** Task prompt **
Pull out every line in the listing below that contains the string "elephant", matching case exactly.

** Extracted records **
## START
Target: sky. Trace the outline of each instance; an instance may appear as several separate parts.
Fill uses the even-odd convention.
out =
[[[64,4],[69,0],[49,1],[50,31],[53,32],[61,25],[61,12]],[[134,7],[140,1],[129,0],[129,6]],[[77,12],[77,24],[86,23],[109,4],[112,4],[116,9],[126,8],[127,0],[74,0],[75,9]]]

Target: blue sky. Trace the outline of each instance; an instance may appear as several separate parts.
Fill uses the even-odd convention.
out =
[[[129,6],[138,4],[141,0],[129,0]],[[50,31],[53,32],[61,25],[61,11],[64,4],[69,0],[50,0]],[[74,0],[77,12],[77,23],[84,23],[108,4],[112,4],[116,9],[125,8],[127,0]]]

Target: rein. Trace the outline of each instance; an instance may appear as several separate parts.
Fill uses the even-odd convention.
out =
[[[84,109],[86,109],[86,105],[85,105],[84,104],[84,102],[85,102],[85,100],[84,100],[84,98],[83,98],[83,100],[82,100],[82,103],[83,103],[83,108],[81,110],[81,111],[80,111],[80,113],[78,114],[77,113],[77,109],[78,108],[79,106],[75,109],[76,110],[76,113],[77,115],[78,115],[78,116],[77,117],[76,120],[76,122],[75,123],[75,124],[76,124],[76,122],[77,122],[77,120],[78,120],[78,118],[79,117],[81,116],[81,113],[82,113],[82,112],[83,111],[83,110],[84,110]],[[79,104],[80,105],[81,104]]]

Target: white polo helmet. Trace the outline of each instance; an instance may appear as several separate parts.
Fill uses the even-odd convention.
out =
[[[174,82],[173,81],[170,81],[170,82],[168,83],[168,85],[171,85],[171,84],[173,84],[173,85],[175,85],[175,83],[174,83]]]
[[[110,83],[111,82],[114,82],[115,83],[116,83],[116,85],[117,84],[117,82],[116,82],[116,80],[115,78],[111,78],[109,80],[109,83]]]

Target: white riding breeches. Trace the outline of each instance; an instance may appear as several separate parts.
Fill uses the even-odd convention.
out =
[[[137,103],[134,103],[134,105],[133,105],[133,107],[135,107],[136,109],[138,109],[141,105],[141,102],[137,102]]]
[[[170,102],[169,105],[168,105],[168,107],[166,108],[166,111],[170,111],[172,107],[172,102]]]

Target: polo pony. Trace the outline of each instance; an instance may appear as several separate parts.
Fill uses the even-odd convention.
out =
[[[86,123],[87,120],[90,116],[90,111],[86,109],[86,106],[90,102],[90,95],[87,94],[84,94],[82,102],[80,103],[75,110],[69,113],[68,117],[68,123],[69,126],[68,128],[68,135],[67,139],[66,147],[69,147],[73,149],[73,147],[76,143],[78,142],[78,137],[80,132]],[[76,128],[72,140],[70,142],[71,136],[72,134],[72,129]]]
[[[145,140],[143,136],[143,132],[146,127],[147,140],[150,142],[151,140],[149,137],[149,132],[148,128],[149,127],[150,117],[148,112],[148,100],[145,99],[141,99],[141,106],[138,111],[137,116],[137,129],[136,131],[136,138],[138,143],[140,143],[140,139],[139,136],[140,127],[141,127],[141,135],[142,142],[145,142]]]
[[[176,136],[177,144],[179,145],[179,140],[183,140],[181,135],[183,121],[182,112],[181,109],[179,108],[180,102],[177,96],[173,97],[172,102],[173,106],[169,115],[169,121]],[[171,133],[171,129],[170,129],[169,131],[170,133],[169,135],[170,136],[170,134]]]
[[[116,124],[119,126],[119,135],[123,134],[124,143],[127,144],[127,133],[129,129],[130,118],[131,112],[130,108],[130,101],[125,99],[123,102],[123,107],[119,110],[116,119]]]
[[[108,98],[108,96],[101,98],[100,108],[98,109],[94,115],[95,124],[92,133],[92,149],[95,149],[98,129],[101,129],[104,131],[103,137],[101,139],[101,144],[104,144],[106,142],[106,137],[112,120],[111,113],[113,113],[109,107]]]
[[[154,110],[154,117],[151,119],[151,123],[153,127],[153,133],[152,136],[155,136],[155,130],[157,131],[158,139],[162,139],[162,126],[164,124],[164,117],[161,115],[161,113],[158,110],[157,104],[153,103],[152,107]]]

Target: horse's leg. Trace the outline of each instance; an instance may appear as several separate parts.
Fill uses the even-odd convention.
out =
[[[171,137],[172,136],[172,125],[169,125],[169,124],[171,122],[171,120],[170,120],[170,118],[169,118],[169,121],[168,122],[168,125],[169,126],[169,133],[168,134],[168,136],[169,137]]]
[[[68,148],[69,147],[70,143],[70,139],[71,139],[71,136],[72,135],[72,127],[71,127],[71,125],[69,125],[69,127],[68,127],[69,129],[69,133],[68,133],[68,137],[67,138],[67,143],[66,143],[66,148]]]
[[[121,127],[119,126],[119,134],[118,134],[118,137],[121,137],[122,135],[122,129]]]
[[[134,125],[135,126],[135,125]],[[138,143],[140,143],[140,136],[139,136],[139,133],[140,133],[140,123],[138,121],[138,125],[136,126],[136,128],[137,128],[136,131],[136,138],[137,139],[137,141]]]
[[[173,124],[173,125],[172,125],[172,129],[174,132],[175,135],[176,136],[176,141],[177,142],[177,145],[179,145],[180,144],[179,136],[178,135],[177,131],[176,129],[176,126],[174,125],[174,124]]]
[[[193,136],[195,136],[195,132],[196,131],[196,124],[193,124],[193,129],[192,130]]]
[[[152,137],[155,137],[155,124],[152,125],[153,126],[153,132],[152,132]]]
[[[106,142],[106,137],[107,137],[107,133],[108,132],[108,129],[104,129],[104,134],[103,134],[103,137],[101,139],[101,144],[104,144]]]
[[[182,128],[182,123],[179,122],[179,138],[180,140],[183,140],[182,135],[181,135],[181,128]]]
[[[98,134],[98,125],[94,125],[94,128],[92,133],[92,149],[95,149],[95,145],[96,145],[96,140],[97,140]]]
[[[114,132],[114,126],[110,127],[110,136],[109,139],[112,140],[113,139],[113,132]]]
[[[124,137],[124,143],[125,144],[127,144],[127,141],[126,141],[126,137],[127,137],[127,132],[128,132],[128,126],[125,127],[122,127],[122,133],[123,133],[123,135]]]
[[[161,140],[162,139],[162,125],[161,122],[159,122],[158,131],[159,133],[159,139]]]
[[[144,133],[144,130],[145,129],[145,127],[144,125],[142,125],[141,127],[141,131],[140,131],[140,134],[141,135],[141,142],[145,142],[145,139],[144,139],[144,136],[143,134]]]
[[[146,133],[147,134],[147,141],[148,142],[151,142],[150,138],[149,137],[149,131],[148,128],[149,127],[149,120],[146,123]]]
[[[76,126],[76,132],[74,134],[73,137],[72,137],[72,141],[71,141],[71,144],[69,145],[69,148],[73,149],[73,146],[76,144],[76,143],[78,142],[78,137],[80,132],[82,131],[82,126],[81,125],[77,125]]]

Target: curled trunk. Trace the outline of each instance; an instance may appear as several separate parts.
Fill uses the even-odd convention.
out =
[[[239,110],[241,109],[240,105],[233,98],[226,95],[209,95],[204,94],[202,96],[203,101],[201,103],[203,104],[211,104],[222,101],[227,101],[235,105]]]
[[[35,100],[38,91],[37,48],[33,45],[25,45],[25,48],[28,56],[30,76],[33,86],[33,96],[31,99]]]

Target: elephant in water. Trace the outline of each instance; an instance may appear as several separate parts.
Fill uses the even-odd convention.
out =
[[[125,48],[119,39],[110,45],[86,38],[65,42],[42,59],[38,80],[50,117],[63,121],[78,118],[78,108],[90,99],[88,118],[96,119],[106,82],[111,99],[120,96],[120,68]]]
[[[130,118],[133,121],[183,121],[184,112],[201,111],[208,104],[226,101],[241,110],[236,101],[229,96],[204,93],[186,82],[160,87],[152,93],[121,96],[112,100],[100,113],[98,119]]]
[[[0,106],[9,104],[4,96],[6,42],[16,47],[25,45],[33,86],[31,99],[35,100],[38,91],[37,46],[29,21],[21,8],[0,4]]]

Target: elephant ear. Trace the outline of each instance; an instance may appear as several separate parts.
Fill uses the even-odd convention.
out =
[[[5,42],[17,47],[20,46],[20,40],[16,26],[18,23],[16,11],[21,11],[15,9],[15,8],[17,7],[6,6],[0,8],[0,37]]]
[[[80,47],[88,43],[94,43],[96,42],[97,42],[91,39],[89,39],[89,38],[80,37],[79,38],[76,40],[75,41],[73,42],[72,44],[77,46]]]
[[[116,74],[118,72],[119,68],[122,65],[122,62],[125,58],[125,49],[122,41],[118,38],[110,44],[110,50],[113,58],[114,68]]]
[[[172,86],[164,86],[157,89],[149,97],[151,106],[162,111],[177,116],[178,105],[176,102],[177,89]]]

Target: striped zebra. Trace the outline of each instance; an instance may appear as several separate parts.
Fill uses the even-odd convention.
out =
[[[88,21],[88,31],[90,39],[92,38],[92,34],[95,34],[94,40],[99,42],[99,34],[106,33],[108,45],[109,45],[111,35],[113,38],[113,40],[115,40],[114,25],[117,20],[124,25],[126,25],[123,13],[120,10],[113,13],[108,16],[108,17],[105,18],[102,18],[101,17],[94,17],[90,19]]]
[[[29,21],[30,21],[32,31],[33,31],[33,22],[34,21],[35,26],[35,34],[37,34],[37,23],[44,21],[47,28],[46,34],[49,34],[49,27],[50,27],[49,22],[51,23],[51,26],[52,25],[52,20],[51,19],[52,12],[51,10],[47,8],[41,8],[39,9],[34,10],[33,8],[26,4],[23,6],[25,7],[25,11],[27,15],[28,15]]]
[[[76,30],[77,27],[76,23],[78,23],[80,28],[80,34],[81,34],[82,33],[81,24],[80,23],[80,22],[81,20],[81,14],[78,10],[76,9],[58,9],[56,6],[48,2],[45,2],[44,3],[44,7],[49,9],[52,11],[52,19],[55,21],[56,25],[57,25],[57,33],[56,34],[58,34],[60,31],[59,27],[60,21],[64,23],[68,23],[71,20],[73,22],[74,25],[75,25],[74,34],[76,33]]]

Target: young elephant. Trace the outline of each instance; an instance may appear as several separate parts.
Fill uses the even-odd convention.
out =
## END
## START
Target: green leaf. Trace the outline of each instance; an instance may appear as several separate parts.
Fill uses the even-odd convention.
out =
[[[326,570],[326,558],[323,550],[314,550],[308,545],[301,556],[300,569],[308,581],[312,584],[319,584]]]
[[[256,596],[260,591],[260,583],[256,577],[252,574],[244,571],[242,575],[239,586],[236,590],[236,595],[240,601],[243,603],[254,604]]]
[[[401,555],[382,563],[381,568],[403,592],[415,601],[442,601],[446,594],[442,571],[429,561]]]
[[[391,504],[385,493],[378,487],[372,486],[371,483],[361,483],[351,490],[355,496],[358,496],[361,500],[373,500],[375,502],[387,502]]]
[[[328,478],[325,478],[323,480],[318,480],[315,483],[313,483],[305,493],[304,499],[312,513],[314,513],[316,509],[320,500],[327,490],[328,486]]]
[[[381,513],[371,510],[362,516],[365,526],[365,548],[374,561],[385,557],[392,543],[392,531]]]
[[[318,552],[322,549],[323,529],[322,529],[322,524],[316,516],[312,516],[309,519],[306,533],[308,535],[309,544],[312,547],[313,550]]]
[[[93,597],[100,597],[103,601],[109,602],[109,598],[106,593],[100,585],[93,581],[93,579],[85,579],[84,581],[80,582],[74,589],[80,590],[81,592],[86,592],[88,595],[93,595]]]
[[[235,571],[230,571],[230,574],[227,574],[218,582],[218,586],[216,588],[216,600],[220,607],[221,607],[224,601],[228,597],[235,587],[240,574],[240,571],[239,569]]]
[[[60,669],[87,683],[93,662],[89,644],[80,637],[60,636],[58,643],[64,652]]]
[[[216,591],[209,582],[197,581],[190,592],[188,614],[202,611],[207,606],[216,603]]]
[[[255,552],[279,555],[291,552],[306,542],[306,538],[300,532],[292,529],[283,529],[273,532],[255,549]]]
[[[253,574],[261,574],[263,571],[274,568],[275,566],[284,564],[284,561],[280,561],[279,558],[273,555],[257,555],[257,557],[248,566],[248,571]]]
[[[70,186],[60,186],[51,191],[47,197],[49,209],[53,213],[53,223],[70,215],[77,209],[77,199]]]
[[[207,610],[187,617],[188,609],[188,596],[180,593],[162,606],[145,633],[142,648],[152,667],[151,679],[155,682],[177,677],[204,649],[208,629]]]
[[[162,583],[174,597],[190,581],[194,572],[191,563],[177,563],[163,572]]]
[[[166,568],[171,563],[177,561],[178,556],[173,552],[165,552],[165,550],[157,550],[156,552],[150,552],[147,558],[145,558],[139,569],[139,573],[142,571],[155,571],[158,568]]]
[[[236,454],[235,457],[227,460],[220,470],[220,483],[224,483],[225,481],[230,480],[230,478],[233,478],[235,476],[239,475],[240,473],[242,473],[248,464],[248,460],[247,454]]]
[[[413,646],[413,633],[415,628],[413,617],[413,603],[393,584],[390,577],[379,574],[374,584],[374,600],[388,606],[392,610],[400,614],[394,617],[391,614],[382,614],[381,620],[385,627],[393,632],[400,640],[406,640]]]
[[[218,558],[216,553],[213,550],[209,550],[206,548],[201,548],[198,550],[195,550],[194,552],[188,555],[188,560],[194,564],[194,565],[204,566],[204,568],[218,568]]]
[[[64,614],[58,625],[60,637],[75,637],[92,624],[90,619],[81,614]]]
## END
## START
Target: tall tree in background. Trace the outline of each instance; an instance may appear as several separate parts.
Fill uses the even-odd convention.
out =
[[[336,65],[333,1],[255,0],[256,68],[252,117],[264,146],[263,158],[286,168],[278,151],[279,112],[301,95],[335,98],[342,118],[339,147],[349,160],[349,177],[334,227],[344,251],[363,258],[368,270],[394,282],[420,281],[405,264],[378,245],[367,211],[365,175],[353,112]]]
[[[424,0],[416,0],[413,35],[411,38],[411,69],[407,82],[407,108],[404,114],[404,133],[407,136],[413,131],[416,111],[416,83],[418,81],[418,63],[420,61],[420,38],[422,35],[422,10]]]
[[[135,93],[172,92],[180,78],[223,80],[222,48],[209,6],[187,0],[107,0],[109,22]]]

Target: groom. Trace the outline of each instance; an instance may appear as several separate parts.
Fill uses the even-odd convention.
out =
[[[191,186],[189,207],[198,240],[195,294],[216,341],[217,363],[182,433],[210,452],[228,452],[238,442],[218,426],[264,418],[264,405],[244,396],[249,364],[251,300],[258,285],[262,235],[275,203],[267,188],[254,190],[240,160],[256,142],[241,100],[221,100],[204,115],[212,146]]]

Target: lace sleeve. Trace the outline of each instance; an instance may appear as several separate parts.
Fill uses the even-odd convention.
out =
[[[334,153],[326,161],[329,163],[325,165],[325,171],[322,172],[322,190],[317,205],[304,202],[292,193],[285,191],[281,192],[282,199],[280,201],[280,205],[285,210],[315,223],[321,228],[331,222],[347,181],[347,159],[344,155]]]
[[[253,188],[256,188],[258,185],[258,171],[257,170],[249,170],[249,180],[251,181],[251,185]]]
## END
** Result **
Target: elephant in water. Trace the outline of each instance; an instance may appear as several separate parts.
Target: elephant ear. Trace the outline of each instance; an instance may appear as several separate parts.
Target: young elephant. Trace the outline of each instance; an instance may appear as several separate parts.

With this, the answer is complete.